* WORUM ES GEHT *
Sammle aus den Einträgen jede Zeile, in der das Wort „green“ vorkommt, und schreib sie unverändert ab. Groß- und Kleinschreibung zählt.

* DIE EINTRÄGE *
● ● ● ● ● ● ●

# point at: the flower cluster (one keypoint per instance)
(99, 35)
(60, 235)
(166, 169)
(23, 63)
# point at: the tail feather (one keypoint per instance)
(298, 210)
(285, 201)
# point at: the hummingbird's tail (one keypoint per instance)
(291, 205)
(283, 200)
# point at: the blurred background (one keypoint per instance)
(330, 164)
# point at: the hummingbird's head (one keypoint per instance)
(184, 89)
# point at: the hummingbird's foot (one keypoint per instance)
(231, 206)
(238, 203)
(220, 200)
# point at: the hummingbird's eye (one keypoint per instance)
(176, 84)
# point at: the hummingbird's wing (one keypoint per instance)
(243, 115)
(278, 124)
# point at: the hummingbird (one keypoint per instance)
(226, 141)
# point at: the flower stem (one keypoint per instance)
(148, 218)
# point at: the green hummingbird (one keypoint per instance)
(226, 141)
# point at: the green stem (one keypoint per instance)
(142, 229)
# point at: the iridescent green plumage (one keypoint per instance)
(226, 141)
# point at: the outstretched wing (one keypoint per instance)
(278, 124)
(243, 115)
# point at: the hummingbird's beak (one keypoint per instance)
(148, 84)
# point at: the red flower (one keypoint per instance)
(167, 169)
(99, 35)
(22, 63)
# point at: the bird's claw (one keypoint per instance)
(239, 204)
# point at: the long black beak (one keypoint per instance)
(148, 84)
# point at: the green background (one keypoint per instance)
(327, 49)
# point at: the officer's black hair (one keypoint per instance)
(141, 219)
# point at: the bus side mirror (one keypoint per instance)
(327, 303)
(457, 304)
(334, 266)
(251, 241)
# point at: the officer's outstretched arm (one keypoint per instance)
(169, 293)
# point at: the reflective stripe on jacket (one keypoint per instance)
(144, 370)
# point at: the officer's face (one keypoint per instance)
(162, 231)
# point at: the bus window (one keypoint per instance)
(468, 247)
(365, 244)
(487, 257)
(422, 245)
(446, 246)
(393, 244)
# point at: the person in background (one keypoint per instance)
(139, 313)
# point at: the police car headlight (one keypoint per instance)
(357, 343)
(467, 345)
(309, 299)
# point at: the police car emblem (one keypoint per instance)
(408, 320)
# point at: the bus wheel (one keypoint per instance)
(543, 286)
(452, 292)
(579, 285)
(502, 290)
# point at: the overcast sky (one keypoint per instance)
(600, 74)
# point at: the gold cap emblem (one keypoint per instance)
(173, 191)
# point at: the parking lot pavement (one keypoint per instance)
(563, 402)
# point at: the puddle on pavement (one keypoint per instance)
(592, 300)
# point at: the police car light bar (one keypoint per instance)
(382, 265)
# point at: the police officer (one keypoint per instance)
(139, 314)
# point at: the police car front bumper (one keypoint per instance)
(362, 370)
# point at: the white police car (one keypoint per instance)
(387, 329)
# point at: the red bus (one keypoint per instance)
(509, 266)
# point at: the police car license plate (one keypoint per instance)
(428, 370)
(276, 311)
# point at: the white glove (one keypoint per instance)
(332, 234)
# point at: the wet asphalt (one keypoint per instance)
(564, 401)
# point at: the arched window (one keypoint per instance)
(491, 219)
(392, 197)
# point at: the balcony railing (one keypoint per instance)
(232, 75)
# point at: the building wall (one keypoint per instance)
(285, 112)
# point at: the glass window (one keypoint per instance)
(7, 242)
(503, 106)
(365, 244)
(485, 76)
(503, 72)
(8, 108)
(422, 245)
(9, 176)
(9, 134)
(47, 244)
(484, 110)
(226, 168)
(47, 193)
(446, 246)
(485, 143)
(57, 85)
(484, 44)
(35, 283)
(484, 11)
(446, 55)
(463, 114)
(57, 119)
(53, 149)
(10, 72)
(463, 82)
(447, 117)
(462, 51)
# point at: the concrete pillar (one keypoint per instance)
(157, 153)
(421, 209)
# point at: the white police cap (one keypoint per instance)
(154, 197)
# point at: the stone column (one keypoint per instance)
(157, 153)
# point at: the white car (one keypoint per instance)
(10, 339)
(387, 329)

● ● ● ● ● ● ●

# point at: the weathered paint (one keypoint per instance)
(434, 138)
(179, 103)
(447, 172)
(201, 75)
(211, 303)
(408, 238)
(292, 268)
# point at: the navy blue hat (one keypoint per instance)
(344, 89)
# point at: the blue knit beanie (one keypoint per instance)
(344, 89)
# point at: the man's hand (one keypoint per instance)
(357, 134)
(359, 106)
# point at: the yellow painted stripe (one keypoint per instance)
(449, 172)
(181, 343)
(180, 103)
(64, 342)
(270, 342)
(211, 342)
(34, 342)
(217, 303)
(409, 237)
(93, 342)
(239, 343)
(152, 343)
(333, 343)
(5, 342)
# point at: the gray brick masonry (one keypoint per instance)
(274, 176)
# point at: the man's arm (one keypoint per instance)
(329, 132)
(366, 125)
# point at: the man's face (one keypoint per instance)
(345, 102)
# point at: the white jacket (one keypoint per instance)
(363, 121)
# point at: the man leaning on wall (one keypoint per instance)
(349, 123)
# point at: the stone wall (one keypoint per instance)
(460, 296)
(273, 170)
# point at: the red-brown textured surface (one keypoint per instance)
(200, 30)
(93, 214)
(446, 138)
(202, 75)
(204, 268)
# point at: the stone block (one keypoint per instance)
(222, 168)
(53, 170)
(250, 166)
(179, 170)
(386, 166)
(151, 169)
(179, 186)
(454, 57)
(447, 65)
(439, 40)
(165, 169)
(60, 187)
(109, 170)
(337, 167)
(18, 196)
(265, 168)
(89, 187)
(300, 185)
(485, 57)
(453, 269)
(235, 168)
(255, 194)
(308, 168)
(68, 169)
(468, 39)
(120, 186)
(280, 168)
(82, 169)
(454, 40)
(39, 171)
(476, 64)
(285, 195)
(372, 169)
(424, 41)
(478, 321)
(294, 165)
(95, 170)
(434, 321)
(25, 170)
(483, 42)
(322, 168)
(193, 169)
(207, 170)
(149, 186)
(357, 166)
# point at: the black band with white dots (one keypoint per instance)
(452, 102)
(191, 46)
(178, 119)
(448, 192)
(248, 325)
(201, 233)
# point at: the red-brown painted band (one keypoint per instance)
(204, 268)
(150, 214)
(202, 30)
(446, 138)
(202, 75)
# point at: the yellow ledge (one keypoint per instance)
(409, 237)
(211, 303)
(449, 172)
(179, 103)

● ● ● ● ● ● ●

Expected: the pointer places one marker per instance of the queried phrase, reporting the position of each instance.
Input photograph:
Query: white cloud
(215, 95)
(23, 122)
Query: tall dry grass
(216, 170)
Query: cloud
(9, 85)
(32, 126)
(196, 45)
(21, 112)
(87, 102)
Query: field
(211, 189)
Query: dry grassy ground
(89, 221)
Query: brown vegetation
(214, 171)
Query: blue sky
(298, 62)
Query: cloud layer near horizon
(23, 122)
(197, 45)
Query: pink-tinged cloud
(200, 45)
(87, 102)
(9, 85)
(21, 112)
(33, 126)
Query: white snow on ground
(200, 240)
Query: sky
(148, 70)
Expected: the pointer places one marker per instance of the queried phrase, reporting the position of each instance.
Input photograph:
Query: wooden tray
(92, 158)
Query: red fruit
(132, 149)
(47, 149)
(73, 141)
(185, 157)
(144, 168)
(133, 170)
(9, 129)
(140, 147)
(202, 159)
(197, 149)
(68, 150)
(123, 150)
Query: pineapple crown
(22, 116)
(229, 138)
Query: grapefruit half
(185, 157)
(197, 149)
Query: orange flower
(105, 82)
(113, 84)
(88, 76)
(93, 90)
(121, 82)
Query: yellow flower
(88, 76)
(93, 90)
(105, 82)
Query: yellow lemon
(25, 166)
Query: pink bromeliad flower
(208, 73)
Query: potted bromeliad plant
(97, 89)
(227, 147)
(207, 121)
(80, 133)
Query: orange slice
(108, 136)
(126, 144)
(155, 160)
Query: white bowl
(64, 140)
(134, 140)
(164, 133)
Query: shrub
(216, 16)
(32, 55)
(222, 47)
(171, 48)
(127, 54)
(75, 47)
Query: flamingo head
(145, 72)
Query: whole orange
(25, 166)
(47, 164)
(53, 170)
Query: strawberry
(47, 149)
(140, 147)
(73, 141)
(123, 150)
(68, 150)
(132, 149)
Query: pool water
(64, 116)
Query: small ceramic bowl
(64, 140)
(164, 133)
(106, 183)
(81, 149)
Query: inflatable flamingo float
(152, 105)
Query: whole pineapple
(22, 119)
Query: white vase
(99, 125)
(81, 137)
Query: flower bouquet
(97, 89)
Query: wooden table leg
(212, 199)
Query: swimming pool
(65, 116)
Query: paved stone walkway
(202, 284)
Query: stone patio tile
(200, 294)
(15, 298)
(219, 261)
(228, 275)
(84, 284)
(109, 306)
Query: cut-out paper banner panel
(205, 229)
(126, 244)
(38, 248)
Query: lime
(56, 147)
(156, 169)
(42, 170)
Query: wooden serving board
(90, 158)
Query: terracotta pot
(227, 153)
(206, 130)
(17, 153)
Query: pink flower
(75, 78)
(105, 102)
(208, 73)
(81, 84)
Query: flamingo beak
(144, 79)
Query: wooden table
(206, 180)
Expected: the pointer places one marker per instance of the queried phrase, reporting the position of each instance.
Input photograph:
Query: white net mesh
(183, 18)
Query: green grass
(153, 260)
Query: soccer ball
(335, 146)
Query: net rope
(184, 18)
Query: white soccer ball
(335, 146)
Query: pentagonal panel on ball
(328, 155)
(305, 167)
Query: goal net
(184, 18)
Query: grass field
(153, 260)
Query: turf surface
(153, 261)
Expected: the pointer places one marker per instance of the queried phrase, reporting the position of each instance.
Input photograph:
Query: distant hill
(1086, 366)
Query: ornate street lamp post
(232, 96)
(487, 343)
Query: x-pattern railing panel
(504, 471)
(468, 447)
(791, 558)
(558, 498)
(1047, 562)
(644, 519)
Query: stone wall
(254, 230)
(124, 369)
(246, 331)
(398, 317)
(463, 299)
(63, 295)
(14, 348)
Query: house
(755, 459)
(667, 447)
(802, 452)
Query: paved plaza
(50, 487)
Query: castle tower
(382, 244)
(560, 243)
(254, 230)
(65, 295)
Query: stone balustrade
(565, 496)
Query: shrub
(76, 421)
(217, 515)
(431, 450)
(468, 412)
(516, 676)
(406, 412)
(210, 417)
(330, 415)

● ● ● ● ● ● ●

* DIE LÖSUNG *
# point at: the green hummingbird (one keypoint per instance)
# point at: the green stem (one keypoint per instance)
# point at: the iridescent green plumage (one keypoint per instance)
# point at: the green background (one keypoint per instance)
Query: green grass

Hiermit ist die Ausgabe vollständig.